What to produce
Take every line from the material that has the word "winged" in it.

BEGIN Available data

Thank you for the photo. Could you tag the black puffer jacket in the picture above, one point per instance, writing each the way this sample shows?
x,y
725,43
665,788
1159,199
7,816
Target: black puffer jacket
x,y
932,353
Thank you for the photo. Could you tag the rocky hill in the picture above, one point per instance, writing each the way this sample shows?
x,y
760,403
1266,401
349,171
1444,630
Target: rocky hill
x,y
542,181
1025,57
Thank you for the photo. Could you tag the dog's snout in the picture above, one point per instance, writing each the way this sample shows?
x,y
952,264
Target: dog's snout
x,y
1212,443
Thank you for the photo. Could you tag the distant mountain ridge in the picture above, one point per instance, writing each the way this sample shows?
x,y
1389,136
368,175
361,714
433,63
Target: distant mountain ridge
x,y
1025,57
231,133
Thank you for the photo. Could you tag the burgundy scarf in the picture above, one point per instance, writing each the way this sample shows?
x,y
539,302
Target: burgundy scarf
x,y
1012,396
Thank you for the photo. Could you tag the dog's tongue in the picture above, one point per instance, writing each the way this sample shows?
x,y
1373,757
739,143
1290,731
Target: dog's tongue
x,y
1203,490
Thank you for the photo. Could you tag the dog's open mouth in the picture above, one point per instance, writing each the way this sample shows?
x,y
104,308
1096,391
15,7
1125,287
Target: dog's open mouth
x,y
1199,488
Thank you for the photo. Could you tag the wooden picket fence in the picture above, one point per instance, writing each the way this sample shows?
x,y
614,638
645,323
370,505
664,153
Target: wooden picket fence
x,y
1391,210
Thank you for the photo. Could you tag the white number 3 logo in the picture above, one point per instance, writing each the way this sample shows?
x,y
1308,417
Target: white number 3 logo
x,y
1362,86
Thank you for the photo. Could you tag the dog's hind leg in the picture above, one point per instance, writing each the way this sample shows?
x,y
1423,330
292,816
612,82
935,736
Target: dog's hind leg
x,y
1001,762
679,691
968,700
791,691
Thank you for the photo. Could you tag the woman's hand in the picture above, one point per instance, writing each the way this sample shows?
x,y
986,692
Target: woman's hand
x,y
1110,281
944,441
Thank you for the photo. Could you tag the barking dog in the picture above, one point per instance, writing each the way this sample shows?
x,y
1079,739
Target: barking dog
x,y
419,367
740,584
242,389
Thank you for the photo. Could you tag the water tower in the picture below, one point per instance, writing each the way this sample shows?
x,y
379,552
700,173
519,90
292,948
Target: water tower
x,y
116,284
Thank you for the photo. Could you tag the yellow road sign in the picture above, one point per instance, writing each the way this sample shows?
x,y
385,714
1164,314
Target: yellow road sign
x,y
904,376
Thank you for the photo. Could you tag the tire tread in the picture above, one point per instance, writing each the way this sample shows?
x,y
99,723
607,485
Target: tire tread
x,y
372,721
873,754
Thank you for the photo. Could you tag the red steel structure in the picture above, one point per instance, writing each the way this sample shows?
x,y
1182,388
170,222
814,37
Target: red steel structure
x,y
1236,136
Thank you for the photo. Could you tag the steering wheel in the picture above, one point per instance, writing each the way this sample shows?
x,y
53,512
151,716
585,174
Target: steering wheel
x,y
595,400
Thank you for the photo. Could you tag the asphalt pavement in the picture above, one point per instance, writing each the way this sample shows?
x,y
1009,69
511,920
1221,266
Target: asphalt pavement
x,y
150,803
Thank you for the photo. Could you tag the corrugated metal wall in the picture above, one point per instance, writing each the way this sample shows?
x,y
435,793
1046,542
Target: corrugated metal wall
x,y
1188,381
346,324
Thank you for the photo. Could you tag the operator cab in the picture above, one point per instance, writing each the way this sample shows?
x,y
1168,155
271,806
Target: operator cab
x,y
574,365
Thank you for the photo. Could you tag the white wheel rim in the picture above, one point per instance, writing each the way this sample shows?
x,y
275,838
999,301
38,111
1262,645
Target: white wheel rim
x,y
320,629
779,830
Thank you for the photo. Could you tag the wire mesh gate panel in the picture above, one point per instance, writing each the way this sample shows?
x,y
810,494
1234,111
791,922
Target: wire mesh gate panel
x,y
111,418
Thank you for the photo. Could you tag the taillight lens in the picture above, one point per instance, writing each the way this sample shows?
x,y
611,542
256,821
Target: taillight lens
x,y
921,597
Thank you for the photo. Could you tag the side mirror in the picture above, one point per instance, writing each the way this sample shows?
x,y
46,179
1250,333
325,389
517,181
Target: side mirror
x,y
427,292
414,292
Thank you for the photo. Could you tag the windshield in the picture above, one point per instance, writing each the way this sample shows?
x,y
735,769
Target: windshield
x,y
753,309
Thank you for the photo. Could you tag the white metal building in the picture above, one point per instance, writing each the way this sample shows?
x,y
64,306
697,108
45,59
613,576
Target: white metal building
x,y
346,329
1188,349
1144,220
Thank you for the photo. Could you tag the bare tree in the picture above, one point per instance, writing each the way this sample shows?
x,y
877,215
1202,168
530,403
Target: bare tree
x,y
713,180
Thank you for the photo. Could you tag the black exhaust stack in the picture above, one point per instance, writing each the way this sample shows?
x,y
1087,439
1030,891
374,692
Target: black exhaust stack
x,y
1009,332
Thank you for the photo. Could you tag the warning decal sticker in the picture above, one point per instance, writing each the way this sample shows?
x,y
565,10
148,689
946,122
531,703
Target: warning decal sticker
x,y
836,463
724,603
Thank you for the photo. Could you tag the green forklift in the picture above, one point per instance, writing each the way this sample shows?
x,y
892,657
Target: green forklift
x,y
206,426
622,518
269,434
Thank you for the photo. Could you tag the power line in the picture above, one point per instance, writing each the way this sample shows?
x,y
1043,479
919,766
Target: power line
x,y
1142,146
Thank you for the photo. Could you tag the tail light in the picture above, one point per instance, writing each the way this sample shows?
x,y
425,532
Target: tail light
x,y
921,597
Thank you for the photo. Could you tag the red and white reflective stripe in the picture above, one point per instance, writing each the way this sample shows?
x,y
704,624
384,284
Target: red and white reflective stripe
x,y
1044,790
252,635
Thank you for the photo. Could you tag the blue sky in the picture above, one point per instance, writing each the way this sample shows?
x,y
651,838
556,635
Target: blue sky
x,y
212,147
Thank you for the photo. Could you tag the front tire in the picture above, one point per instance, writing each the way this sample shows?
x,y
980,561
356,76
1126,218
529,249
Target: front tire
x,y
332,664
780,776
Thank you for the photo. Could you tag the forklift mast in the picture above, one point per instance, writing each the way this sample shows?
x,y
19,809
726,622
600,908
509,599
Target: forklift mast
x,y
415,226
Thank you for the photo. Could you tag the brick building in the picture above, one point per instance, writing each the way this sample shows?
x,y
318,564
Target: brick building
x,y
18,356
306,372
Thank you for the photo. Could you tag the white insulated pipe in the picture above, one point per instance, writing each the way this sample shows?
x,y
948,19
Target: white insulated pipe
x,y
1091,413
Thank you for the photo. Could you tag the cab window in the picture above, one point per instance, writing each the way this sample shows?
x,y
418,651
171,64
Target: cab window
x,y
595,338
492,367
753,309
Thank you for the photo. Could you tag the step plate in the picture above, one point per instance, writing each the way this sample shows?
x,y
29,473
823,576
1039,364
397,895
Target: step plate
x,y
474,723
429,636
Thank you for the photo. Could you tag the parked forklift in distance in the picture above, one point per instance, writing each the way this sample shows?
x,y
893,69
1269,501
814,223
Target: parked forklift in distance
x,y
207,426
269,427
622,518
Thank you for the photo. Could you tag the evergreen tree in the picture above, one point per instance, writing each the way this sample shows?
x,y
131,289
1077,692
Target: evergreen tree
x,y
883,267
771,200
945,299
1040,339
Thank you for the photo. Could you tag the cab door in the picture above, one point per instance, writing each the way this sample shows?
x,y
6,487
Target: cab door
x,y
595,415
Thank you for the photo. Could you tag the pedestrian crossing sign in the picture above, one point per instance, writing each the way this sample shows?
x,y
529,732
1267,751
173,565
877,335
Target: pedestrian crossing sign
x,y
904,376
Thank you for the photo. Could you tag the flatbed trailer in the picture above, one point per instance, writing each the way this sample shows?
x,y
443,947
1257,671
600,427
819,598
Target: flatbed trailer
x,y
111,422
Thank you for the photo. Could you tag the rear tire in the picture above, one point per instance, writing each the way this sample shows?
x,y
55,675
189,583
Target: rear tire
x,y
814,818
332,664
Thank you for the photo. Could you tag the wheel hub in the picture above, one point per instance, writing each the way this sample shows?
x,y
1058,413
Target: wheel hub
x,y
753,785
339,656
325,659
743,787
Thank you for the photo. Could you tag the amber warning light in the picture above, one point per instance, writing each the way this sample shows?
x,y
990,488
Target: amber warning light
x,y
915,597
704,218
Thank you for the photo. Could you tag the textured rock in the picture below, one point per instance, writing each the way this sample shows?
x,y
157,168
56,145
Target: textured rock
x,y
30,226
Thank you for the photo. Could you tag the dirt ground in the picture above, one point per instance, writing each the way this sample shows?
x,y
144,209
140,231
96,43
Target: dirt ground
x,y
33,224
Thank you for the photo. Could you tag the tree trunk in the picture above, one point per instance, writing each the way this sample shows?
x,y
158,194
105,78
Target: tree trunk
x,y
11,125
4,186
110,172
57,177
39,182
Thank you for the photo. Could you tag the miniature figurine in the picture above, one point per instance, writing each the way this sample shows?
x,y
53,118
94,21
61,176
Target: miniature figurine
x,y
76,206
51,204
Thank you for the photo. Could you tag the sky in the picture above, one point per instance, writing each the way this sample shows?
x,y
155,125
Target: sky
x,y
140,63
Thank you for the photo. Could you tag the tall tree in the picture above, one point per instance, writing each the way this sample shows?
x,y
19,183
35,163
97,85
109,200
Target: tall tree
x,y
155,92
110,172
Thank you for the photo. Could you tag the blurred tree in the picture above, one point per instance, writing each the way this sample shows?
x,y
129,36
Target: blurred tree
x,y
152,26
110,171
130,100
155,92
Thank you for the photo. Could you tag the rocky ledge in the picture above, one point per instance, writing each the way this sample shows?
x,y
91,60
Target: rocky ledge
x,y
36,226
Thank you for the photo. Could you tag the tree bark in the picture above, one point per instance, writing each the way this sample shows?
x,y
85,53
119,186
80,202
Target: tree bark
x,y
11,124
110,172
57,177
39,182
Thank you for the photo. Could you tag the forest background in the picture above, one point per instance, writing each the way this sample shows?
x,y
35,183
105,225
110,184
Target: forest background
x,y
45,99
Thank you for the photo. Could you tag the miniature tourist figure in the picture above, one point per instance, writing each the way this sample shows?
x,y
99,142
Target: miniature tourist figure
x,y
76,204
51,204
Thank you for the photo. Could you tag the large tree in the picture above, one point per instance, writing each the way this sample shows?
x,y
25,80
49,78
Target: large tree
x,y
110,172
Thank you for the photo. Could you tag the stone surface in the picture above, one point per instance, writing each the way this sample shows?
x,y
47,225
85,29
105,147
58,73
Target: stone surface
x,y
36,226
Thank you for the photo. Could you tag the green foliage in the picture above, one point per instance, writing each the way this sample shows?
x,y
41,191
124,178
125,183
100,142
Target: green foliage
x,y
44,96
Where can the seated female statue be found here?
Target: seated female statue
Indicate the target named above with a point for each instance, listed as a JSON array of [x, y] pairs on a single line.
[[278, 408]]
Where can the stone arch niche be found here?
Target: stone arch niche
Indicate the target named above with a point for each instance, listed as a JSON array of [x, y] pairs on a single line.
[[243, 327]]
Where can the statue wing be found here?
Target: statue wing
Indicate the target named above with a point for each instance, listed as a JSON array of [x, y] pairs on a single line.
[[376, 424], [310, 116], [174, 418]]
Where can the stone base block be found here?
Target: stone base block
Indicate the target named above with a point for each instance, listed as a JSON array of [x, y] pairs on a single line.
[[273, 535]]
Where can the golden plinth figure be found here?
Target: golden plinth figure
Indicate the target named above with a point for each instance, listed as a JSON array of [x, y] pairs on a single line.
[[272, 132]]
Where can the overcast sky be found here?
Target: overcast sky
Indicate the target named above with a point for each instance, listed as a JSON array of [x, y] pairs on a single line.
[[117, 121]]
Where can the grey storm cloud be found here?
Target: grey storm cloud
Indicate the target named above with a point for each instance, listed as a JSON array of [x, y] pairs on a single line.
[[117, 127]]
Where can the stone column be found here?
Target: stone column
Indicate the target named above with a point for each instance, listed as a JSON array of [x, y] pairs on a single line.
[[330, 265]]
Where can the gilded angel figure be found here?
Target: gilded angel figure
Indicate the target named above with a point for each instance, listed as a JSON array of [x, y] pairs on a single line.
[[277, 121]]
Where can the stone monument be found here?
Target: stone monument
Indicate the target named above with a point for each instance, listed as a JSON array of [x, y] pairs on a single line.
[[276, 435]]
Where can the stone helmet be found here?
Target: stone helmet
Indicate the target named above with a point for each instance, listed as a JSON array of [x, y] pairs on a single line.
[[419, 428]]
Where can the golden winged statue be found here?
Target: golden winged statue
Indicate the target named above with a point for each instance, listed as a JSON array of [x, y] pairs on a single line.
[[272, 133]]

END Available data

Exercise result
Where can the golden winged statue be found here?
Target: golden winged statue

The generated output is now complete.